- Work instructions
A – Reproduce the passage of the movie review starting at "By Chip Chandler" and ending at "books and elsewhere.".
B – List every line of the listing that contains the word "blade".

- Selection

▼

By Chip Chandler — Digital Content Producer
Visions of the future and explorations of the past: Check out my reviews of Blade Runner 2049 and Viceroy's House.
Blade Runner 2049
As I recently confessed in our Play Here Movie Club on Facebook, I only recently got around to seeing the original Blade Runner (well, Ridley Scott's final cut of it, not the original original) just a couple of weeks ago.
So unlike a lot of you, perhaps, I don't have up to 35 years' worth of ruminating on the acknowledged sci-fi classic as I go into Blade Runner 2049, its belated sequel by director Denis Villeneuve — just a lifetime of hearing how great and misunderstood the original was and seeing its influence spread in films, comic books and elsewhere.
In a way, that puts me in the same position as KD6.3-7, or "K," played by Ryan Gosling in full-on brood mode. K is a latter-day blade runner — tasked, as Harrison Ford's Rick Deckard was in the original film with tracking down and killing rogue replicants. Replicants, if you don't know (and if you're reading this review, I have to think you're at least a little familiar with the term) are the artificial life forms developed for slave labor in this future society. Early models developed feelings and were summarily marked for destruction; as the replicants have developed in the years since Deckard was active, their lives are now open-ended, except when officers like K are sent to "retire" them.
K struggles to understand what's really going on in his world. He's a replicant, but he can feel something akin to love for his holographic girlfriend, Joi (Ana de Armas). And then he learns something even more stunning after he retires an older replicant, Sapper Morton (Dave Bautista) — the fact of which, as K's boss (Robin Wright) tells us, could "break the world." I don't want to even hint at what K discovers, but it does send him on a search for Deckard, who he finds in an apricot-colored wasteland that once was Las Vegas.
There's a late twist that, honestly, didn't sit right with me at first. It confounds because it runs so contrary to the typical way these stories go, but upon reflection, it elevated the film. Sorry for the vagueness, but I really hesitate to say more.
Here's what I can talk about: Villeneuve's direction and Roger Deakins' stunning cinematography. Villeneuve works at what one might charitably call a deliberate pace. A friend I saw it with would disagree, feeling that it was instead impossibly long. It did feel overly long at points to me, as well, though I still found most of it captivating and, thanks to Deakins' incredible work, exceedingly beautiful. The visuals are awe-inspiring, in fact, and benefit from seeing on a huge movie screen.
Villeneuve's interrogation of the film's central themes — what is memory? what is identity? what is a soul? — works as well as it does because of his pace. Yes, it threatens to tip into self-seriousness, but Villeneuve mostly avoids that, especially by having Ford around to reprise his role. When the ever-more annoying Jared Leto shows up as the cruel new bad guy, just having Ford around is almost enough to lighten the mood. Gosling, though he's in his cool Drive mode, is still human and emotive enough to endear himself to the audience and engender its sympathies.

▲

- Material
▼

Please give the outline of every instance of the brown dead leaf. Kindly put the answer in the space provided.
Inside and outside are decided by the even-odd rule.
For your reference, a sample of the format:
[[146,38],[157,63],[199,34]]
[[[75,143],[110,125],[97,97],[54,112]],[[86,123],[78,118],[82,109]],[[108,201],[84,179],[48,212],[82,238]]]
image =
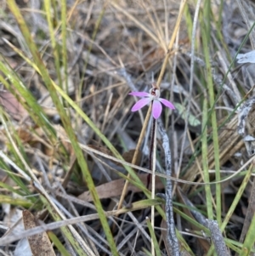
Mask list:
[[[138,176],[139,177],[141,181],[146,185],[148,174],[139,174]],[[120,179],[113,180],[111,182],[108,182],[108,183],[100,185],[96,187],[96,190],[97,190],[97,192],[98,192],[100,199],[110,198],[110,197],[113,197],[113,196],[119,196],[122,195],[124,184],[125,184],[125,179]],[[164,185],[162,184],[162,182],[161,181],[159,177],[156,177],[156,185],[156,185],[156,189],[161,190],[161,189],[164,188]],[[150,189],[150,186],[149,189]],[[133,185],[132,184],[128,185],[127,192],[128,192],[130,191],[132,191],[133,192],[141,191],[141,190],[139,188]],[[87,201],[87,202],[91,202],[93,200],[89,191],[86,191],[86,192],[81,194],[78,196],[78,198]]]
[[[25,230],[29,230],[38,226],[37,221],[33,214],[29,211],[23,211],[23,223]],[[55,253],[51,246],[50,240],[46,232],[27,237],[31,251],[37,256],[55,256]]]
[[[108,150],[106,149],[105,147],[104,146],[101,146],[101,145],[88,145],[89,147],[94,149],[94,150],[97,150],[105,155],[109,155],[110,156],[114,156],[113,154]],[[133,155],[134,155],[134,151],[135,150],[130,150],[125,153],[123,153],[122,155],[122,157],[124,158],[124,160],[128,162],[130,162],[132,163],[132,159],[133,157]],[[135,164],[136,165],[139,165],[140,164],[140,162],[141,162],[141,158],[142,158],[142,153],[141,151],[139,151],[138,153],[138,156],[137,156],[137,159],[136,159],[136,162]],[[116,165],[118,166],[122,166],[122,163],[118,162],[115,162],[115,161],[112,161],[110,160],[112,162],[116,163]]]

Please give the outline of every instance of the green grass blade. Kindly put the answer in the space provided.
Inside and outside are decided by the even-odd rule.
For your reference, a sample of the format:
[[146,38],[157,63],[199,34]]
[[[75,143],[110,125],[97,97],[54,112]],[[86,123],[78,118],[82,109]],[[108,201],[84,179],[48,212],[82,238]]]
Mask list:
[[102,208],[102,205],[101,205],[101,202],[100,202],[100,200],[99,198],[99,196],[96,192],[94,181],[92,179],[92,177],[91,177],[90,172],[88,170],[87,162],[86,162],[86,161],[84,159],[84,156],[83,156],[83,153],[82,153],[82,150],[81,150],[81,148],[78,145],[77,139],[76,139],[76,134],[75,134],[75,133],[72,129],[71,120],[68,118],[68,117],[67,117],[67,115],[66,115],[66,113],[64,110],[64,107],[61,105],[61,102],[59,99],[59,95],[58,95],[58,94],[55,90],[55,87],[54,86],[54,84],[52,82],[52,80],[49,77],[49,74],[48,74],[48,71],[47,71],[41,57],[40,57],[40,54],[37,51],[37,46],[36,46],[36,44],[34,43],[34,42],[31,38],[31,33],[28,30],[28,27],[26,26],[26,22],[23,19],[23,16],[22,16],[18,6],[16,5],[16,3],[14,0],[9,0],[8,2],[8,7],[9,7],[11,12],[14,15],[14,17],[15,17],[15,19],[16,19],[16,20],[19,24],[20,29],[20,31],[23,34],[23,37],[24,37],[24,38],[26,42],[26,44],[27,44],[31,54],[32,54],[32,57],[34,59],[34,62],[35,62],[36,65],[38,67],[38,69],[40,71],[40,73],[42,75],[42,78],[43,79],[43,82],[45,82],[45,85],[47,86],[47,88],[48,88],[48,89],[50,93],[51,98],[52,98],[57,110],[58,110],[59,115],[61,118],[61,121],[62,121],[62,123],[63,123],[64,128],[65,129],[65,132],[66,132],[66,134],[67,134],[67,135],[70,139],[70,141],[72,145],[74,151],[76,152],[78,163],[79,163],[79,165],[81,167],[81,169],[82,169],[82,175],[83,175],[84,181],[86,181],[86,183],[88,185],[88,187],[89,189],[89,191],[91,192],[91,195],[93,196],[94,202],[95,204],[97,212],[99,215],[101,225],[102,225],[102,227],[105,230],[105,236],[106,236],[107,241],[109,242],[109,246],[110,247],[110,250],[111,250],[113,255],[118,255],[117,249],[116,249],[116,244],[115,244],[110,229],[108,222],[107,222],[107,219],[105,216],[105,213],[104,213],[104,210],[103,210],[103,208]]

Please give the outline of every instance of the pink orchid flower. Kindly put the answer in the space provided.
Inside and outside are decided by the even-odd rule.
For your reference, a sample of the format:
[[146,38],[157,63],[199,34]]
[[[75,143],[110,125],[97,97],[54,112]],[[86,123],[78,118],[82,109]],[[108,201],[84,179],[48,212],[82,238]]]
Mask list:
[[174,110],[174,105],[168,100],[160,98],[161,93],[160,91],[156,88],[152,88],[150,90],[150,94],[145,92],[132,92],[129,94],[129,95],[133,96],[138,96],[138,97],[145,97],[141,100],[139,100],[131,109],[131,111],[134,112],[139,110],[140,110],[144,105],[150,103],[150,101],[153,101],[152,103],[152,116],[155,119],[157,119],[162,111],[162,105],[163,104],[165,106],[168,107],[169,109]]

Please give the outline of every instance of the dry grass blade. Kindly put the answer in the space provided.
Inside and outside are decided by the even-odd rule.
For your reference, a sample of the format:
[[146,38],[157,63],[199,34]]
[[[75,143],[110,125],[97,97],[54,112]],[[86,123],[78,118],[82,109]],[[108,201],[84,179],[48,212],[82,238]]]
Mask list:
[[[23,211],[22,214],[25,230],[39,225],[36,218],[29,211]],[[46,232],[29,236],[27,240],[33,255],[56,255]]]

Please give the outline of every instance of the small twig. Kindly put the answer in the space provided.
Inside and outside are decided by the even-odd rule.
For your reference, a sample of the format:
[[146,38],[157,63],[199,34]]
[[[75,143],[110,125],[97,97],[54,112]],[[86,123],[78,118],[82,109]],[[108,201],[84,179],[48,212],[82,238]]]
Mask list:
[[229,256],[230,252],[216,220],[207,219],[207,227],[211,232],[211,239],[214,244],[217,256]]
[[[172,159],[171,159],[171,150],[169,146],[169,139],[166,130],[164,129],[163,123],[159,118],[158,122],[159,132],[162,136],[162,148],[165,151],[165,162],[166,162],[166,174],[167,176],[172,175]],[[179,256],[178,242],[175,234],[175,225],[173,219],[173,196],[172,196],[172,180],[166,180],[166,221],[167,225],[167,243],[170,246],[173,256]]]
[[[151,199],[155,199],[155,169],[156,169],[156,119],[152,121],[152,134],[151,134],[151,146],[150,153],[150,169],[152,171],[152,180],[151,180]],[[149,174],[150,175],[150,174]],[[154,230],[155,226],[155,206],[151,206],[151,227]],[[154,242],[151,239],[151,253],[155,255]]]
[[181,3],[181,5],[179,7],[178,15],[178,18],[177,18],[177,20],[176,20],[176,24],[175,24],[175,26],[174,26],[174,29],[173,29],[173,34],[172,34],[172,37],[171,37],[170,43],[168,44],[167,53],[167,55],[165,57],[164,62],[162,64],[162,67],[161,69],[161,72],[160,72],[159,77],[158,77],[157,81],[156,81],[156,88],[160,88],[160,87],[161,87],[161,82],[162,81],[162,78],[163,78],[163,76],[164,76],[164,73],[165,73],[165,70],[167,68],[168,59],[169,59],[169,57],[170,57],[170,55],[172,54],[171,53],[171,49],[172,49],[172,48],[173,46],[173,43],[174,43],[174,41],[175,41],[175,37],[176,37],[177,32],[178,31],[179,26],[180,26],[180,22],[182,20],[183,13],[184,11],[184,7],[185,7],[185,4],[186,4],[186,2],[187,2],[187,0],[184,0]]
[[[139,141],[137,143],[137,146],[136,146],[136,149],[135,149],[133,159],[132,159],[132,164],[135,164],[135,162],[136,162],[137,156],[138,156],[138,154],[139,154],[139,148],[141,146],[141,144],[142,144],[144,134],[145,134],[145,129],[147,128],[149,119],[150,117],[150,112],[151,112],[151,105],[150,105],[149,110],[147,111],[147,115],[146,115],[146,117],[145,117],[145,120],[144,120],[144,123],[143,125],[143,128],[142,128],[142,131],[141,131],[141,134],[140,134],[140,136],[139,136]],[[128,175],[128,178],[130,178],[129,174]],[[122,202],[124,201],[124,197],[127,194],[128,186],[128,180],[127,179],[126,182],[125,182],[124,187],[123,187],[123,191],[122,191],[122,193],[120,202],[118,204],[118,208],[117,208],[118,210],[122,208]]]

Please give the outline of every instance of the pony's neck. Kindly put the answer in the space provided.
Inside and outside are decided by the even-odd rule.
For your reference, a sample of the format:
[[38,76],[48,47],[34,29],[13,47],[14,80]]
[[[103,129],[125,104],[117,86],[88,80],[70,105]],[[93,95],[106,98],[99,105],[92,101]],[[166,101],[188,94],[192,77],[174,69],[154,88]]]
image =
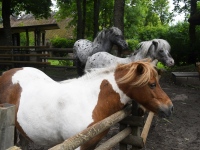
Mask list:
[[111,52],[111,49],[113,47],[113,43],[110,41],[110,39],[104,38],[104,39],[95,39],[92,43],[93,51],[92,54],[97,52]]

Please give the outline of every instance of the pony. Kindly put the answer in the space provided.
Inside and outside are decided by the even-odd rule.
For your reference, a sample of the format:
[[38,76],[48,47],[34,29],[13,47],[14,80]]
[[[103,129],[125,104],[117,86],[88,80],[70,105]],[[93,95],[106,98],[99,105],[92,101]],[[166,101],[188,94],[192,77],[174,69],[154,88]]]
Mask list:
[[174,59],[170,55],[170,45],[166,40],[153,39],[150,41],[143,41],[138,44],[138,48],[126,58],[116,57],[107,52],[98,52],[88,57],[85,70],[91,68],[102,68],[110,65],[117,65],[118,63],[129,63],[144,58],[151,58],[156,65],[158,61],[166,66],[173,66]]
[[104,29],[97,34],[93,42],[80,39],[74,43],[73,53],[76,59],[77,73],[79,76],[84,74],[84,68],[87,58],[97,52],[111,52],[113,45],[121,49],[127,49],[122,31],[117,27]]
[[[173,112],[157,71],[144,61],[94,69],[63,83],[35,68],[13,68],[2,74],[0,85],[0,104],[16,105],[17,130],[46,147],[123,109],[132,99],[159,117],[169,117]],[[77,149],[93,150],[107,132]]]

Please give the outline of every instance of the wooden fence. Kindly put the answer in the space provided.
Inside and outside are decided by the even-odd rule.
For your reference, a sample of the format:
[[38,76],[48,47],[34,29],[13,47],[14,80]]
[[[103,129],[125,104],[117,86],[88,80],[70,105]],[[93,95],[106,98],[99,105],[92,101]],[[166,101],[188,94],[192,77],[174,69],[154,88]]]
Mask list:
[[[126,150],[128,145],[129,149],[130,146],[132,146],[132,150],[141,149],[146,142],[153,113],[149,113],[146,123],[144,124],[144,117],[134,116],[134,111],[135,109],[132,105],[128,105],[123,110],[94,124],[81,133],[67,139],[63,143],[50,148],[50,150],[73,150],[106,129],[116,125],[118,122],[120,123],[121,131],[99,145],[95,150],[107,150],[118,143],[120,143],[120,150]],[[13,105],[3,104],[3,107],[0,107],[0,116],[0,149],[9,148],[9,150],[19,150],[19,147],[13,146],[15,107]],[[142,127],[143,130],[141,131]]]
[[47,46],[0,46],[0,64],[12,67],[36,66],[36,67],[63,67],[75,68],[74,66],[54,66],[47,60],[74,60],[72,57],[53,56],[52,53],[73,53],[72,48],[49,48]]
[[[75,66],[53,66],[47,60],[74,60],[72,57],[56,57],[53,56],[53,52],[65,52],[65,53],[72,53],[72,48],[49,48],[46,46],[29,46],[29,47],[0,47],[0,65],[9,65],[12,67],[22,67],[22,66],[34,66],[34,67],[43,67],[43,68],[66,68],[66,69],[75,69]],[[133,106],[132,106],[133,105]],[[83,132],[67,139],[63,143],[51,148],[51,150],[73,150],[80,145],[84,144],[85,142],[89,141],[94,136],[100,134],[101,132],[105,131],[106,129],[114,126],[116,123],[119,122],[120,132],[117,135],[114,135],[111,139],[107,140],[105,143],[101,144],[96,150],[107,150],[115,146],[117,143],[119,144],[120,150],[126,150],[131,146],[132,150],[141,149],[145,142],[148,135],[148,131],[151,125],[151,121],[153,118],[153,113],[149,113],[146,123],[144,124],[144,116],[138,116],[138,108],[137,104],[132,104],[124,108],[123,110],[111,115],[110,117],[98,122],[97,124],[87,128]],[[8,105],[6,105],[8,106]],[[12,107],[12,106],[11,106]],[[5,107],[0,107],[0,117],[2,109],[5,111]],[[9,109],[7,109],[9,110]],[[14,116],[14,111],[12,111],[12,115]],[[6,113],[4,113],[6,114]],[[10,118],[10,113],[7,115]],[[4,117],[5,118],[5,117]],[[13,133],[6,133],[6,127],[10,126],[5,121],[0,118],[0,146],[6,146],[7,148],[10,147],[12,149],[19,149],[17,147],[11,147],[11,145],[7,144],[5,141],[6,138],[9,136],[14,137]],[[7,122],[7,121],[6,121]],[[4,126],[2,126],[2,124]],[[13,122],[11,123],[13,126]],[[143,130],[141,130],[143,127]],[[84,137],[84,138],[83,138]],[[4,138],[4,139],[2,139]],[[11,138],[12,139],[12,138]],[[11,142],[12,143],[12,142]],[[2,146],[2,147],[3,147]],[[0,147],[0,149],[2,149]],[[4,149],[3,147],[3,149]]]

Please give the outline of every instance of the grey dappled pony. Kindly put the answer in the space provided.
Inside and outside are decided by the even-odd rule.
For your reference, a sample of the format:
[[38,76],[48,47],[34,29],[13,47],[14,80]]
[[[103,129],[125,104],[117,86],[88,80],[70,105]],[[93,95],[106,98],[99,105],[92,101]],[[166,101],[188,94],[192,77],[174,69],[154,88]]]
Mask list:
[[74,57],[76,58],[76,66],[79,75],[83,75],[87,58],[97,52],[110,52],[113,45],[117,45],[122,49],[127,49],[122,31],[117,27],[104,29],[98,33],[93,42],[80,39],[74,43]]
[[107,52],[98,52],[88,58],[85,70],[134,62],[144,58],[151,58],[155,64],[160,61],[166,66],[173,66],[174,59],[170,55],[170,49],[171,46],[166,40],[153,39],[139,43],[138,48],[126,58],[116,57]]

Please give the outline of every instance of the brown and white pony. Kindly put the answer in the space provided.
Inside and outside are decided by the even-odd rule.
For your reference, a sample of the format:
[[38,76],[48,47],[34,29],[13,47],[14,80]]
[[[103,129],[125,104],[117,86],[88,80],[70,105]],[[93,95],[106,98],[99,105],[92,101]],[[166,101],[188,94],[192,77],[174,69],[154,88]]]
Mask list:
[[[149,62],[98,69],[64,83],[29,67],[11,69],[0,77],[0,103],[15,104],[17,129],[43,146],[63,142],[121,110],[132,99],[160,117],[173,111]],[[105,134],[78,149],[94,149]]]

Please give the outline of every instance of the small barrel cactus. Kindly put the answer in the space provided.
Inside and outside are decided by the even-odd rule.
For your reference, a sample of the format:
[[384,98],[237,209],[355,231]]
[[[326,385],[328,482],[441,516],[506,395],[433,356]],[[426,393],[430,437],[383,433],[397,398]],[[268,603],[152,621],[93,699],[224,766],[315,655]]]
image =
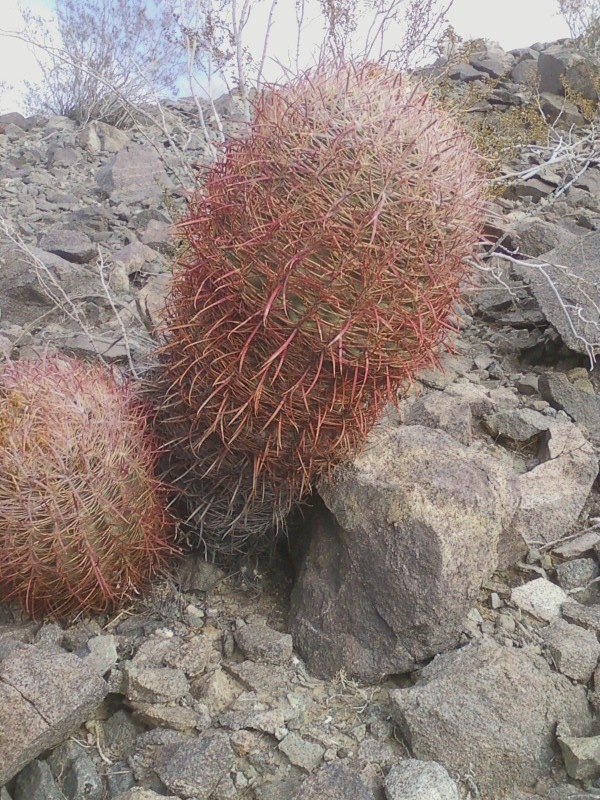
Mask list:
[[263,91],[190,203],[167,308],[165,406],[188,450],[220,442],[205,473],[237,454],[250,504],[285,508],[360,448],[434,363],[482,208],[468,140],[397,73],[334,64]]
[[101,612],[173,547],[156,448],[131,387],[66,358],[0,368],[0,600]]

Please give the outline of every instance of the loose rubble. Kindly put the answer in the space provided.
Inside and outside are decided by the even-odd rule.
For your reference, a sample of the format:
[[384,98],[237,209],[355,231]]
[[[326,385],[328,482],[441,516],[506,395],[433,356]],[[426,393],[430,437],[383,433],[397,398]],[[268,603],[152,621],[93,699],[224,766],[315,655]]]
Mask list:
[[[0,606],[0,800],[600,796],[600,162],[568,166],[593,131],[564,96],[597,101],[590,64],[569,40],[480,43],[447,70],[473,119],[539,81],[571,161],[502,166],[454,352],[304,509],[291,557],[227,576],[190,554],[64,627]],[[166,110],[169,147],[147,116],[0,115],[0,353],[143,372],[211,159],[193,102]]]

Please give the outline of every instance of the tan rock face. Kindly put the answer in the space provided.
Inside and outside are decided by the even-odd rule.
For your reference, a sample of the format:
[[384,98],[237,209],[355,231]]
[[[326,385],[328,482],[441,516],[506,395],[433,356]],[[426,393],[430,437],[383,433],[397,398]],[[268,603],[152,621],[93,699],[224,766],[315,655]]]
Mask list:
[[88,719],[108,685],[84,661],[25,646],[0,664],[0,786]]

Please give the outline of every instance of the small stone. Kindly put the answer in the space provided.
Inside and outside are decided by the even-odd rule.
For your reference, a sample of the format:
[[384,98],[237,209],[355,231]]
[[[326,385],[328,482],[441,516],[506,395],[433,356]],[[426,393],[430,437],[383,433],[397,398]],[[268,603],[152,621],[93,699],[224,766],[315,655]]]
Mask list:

▲

- The results
A –
By Chip Chandler — Digital Content Producer
Visions of the future and explorations of the past: Check out my reviews of Blade Runner 2049 and Viceroy's House.
Blade Runner 2049
As I recently confessed in our Play Here Movie Club on Facebook, I only recently got around to seeing the original Blade Runner (well, Ridley Scott's final cut of it, not the original original) just a couple of weeks ago.
So unlike a lot of you, perhaps, I don't have up to 35 years' worth of ruminating on the acknowledged sci-fi classic as I go into Blade Runner 2049, its belated sequel by director Denis Villeneuve — just a lifetime of hearing how great and misunderstood the original was and seeing its influence spread in films, comic books and elsewhere.

B –
Please give the outline of every instance of the green grass blade. Kindly put the answer in the space provided.
Please give the outline of every instance of the dry grass blade. Kindly put the answer in the space provided.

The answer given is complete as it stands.